=== ページ本文 ===

島津氏、大友氏、龍造寺氏による九州地方の三国県立時代
戦国時代は日本中が戦乱に明け暮れた時代でした。
これまで、関東や東北、近畿地方などの状況を紹介して来ましたが、九州や四国地方にも目を向けてみたいと思います。
今日紹介する九州地方では、大きな大名家が三家も台頭しことから九州の三国時代とも呼ばれています。これまでの地域での争いは、将軍家やその時の権力者が関わっている事が多いのですが、九州地方ではあまり関わっていないのが特徴です。
しかし、九州の争いも中央での戦いに負けず劣らずの激しさと知略・戦術の応酬があり、なかなか面白いと思います。
九州の三国時代の大名達
それでは、各大名の紹介からはじめたいと思います。
大友氏=大友義鎮(宗麟)
九州北部を支配下に置いた戦国大名で、戦国初期の頃から大きな勢力を持っていましたが、中国地方から大内氏や毛利氏に度々ちょっかいをかけられ、手を焼いていました。
後に、キリスト教に興味をもち自らも洗礼を受けました。それに伴い、キリスト教王国を目指して南の島津氏に侵攻しますが…
島津氏=島津義久
九州南部を支配した薩摩国守護大名の島津氏16代当主。
薩摩で島津家の地盤を作った島津貴久の跡を継ぎ、弟の島津義弘・島津家久と共に対立する九州南部の国人衆達との合戦に勝ち、島津氏を九州一の勢力へのし上げました。
九州の南半分を支配下に置いた島津氏は、北西部の龍造寺氏と北東部の大友氏へ侵攻を開始します。
龍造寺氏=龍造寺隆信
九州北西部(現在の長崎県)あたりを支配していた戦国大名で、当初はそれほど力を持っていませんでした。一時は、少弐氏に攻められ滅亡の危機に陥りましたが、隆信はまだ子供で難を逃れていました。

=== 提供情報 ===

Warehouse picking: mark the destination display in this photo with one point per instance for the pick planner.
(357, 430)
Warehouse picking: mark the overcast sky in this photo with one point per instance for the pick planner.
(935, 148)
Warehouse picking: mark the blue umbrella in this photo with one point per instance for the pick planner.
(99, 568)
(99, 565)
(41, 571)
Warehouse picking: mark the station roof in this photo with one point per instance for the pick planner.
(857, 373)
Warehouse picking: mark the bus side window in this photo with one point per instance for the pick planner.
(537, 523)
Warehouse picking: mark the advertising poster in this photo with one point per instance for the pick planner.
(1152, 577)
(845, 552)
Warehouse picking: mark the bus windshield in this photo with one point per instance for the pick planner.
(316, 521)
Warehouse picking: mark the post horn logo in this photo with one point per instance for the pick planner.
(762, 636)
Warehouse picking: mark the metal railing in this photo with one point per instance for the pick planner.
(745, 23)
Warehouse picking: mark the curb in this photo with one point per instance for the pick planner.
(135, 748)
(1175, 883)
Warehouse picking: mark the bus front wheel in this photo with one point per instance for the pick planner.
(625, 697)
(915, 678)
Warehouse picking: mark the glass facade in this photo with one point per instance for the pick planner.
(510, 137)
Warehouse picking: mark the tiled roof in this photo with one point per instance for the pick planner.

===

## 課題
1 - 九州三国時代の本文に基づき、次の問いに答えてください。
(a) 島津義久は島津氏の何代当主か。
(b) 大友氏にたびたびちょっかいをかけたのは、中国地方のどの氏か。
(c) 龍造寺氏が一時滅亡の危機に陥ったのは、どの氏に攻められたためか。
2 - 九州三国時代の本文によると、大友義鎮が南の島津氏に侵攻したのはなぜか。1〜3文で説明してください。
3 - 九州三国時代の本文を、最後の文の続きから再開してください。

## 課題別解答
1 -
(a) 16代
(b) 大内氏と毛利氏
(c) 少弐氏

2 - 大友義鎮はキリスト教に興味をもち、自らも洗礼を受けました。それに伴ってキリスト教王国を目指し、南の島津氏に侵攻しました。

3 -
その後、隆信が龍造寺家を継ぐと、君主格であった少弐氏との戦いを制し、お隣の大友氏との戦いにも勝利し勢力を伸ばしていきました。
大友義鎮 (宗麟)と毛利元就による北九州の覇権争い
1550年~1564年頃、北九州と中国地方に大きな勢力を持っていた【大内氏】の崩壊が始まりました。平安時代からこの地方を支配していた名家は、重臣【陶晴賢】のクーデターによって当主・大内義隆が自害します。
そして陶晴賢は、大内義隆には跡継ぎがいなかったため、大友氏から養子として大友義鎮の弟・義長を迎え入れ大内家の当主に擁立しました。しかし、大内家の実権は、陶晴賢が握っており、大内義長はだたのお飾り当主だったのは言うまでもありません。
その後、大内氏の配下だった毛利元就が主君のあだ討ちの名目で陶晴賢とぶつかります。瀬戸内海の厳島で両者が激突し、陶晴賢は追い詰められ自害し、孤立した大内義長も毛利元就に攻められ打たれてしまいました。
この厳島の合戦で中国地方の大内氏の領土は、毛利氏が支配するようになります。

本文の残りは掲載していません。